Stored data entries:
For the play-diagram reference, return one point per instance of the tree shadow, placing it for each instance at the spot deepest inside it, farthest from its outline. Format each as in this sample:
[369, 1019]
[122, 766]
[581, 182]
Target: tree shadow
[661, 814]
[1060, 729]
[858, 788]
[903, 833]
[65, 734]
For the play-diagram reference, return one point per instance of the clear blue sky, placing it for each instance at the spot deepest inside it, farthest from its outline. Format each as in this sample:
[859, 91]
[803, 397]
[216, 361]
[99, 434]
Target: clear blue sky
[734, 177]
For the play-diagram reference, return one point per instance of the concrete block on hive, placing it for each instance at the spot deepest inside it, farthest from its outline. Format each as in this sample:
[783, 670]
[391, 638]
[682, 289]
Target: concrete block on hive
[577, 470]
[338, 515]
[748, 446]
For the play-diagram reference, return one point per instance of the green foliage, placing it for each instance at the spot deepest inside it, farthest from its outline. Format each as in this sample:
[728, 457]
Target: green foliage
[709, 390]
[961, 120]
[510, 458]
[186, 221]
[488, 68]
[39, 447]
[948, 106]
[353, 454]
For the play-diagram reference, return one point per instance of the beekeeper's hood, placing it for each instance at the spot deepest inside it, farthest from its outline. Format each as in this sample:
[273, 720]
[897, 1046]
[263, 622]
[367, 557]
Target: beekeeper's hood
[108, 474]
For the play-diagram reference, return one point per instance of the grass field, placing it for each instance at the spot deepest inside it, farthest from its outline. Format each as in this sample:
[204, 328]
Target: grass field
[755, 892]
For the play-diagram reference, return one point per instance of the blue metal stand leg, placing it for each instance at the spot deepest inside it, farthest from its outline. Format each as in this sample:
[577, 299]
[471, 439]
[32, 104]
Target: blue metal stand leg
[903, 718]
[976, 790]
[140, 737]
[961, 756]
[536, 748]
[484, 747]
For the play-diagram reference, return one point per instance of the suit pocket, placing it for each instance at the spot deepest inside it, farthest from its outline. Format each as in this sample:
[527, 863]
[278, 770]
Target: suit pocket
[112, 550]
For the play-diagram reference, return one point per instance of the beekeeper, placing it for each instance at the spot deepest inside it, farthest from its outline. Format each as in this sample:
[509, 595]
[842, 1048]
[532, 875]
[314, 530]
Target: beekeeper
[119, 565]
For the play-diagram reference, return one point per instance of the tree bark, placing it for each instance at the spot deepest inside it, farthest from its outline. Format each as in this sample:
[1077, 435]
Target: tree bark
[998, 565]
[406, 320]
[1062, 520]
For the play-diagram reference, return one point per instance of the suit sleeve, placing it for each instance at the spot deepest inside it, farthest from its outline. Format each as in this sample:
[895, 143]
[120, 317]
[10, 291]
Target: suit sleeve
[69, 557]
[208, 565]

...

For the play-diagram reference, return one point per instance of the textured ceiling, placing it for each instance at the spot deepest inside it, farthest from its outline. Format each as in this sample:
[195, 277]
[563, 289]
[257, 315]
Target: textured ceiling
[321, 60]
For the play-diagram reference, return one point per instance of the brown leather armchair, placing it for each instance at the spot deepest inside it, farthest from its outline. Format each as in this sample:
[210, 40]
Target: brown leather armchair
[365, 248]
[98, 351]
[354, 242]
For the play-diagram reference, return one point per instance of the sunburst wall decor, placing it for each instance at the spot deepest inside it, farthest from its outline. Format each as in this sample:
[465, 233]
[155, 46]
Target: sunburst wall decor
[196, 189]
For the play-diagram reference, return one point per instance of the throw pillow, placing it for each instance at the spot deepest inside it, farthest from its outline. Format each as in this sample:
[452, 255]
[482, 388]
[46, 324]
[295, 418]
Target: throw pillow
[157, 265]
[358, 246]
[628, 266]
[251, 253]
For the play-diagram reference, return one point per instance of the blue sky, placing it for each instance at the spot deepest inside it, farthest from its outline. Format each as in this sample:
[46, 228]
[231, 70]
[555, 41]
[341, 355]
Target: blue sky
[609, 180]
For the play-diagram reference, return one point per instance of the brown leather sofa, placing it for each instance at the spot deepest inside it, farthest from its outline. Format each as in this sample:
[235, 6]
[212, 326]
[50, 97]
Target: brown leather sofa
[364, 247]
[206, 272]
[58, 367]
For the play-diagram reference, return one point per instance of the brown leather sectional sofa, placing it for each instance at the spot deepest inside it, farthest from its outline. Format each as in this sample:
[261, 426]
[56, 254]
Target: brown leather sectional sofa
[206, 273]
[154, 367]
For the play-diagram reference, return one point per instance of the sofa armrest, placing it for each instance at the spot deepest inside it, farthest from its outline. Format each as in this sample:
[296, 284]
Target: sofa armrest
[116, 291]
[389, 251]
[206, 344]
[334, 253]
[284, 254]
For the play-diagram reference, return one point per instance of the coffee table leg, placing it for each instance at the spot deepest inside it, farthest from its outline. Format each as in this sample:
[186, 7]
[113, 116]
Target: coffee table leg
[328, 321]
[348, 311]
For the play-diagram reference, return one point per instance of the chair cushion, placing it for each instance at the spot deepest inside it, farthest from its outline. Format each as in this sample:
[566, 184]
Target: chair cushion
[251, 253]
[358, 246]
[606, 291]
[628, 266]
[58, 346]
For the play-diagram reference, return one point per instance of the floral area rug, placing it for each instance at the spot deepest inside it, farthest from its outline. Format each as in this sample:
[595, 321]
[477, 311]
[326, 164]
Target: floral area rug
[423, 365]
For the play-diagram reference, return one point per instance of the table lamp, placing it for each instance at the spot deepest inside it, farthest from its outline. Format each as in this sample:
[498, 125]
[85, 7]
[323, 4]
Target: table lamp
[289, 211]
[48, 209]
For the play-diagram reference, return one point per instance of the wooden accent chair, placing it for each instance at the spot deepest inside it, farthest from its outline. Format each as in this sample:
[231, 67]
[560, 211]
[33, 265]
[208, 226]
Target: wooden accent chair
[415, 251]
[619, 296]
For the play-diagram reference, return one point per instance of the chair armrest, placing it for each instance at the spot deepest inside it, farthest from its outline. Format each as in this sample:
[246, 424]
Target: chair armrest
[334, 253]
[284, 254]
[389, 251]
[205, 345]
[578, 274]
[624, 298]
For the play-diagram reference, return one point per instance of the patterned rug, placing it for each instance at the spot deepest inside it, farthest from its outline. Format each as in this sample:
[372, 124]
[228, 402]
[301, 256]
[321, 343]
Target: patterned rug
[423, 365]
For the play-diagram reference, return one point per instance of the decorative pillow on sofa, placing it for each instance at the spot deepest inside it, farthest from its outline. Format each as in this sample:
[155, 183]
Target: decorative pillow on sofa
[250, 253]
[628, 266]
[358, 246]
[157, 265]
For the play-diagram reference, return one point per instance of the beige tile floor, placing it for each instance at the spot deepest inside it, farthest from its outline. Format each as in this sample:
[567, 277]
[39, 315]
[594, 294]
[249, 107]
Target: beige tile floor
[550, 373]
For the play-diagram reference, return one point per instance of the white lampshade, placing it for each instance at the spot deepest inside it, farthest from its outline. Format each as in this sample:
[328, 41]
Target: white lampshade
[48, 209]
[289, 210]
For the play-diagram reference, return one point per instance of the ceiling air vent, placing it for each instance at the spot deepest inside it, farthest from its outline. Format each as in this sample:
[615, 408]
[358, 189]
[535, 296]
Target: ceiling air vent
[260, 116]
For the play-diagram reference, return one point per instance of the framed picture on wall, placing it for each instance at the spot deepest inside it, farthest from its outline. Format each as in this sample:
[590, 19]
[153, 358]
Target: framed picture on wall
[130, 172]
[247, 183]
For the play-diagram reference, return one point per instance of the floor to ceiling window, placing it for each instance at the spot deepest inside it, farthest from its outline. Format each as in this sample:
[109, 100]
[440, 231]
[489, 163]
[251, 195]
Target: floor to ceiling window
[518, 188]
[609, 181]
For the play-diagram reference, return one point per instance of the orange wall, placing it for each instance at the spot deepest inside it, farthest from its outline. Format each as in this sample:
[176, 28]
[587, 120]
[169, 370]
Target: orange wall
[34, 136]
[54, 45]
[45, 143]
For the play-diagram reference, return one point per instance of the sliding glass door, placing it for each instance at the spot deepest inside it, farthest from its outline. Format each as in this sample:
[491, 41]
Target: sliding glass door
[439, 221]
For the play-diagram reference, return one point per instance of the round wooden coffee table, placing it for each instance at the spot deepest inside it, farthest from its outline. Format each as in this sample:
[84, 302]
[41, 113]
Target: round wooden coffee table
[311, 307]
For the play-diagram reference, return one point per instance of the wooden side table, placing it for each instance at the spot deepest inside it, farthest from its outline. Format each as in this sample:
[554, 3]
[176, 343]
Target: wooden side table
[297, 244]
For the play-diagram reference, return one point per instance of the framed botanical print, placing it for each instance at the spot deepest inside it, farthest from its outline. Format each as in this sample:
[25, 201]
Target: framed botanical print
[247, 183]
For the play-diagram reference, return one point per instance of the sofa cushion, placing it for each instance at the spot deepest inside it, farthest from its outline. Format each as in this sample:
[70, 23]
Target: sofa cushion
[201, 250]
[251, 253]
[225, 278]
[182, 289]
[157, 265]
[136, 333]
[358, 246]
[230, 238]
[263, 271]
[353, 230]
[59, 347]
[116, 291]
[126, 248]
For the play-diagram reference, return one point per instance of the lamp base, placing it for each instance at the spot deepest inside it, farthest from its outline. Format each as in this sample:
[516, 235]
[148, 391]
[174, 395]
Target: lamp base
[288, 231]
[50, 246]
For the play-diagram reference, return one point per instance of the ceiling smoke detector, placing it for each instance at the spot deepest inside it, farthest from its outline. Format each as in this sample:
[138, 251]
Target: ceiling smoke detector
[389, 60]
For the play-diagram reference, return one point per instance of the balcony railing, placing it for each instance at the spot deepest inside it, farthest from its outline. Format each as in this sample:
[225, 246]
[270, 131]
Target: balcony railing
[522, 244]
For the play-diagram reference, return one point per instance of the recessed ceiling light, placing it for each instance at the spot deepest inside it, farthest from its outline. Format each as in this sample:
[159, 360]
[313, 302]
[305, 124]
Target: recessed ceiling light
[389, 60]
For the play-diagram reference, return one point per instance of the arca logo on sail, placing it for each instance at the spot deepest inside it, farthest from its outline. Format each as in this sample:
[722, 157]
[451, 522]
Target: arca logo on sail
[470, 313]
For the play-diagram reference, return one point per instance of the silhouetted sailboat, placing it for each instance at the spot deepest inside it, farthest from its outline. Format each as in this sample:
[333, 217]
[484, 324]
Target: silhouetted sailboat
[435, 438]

--

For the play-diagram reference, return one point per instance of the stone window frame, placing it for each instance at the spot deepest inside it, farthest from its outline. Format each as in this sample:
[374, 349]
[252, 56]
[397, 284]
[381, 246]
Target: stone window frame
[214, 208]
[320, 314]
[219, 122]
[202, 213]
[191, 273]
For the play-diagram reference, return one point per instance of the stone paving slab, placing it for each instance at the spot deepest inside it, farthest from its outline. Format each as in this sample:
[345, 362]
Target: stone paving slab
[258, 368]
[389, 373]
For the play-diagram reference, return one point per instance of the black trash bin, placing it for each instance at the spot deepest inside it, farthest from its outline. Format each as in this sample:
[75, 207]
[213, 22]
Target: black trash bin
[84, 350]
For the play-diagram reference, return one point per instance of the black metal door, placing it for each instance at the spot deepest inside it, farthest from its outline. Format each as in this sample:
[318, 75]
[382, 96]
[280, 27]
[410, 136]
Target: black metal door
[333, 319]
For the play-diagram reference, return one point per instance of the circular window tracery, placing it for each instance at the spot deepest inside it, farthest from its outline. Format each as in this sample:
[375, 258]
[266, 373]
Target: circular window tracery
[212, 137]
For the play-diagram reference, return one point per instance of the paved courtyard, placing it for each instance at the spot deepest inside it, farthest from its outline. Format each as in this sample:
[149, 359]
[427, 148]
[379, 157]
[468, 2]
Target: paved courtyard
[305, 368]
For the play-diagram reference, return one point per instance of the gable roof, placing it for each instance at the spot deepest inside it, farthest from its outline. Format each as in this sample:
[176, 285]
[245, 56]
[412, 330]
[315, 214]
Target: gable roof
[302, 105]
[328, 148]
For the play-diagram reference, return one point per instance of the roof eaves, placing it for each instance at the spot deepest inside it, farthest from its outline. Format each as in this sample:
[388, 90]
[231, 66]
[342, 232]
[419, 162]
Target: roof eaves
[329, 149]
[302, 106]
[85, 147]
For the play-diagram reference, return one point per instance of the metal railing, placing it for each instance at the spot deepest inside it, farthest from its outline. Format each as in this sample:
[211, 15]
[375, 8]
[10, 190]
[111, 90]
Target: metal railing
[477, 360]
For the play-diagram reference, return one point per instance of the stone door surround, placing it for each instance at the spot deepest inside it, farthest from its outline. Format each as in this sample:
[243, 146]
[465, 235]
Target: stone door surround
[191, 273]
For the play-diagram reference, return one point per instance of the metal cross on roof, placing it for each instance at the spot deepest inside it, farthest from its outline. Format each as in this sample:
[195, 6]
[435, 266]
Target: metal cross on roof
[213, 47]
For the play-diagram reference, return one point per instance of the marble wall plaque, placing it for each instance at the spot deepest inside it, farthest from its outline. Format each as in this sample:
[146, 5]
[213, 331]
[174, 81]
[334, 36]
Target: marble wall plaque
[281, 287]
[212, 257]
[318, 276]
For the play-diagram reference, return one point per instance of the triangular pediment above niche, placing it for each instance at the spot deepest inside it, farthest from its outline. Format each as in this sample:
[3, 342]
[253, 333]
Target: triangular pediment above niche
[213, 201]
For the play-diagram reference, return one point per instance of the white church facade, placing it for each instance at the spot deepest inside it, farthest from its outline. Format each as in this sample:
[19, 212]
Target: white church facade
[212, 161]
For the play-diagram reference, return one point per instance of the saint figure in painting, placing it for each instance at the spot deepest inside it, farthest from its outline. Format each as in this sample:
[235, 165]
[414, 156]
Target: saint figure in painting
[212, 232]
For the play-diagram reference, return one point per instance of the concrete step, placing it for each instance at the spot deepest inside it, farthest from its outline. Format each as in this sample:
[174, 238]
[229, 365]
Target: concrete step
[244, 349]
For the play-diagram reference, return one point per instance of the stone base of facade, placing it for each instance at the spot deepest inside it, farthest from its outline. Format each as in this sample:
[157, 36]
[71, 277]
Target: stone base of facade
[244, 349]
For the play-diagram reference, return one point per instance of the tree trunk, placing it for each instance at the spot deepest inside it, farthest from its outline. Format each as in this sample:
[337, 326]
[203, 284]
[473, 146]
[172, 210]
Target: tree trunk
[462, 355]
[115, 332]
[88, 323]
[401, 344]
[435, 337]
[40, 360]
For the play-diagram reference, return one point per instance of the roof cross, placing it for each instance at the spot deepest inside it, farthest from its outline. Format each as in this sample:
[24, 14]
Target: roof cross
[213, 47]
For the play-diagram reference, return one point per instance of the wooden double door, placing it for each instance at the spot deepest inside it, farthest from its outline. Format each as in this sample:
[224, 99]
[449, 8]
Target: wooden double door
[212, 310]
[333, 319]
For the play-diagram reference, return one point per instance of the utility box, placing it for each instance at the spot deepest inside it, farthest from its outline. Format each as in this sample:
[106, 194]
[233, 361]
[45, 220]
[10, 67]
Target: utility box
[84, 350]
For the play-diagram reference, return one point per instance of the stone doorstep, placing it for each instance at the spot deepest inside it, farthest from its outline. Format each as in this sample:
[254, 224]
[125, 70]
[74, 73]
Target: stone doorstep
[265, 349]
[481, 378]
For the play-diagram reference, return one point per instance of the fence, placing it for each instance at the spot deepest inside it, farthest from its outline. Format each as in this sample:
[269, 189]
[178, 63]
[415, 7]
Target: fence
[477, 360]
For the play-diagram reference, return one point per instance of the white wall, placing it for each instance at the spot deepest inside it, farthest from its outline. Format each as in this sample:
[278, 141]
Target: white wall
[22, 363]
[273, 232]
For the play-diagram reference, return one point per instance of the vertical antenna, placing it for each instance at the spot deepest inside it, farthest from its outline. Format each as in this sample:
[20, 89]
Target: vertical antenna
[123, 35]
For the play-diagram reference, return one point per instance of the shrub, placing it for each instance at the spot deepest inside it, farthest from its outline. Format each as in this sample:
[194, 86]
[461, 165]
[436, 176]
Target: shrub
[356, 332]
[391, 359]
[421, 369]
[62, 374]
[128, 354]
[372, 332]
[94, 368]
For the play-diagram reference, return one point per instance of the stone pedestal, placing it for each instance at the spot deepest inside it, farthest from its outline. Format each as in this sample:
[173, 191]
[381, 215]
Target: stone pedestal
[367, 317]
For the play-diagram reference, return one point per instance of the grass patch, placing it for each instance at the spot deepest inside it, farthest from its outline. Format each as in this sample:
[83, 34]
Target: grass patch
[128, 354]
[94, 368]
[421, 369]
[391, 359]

◆ Written exercise
Reproduce the material above verbatim, from the line containing "tree bark, placing" up to and including the line containing "[1062, 520]".

◆ Exercise output
For the play-diagram reference, return one point per instance of the tree bark, placing it for each instance at the spot deepest inside it, farthest from its outline. Format each as in this sample:
[1077, 435]
Target: tree bark
[998, 565]
[406, 320]
[1062, 520]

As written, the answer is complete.